> _How to complete this task_: Using the listing below, say how many lines have the string "window" in them, giving the number alone.

> _Record extracts_:
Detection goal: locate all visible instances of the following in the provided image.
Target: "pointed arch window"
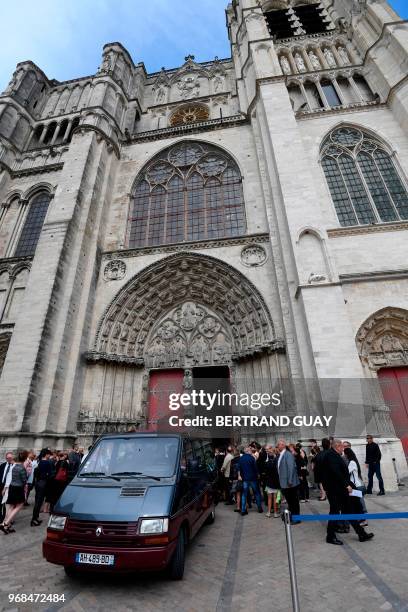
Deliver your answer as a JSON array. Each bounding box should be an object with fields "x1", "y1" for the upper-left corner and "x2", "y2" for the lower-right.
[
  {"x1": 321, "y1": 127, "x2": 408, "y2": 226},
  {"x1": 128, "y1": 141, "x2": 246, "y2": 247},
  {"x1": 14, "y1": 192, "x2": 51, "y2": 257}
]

--

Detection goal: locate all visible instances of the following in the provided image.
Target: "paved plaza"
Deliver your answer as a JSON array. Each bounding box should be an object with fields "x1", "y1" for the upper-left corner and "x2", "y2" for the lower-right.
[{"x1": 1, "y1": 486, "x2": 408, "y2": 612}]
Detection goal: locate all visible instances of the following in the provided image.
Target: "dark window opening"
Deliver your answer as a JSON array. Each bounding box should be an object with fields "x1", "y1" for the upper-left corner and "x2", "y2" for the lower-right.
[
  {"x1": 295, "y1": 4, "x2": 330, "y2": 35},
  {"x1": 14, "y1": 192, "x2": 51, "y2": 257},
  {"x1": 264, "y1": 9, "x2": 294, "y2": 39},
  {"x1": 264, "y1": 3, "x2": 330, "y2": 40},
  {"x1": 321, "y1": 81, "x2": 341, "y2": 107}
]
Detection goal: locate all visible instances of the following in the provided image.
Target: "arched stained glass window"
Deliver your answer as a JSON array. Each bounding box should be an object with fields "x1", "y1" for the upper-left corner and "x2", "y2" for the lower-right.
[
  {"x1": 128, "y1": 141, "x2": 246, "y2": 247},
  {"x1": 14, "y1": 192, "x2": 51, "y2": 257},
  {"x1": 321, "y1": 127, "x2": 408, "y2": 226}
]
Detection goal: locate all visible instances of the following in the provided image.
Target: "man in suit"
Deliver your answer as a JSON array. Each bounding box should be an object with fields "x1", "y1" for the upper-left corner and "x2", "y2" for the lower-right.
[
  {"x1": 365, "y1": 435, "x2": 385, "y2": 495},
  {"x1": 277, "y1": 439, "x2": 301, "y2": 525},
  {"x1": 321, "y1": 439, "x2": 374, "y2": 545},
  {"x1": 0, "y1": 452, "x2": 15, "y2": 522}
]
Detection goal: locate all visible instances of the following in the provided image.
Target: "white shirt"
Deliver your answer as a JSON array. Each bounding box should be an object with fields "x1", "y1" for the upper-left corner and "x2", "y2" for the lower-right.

* * *

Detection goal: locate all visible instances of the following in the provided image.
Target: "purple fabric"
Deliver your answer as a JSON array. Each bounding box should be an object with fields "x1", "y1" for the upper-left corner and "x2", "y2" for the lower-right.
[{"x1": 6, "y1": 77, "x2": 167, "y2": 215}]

> _Exercise response_: 3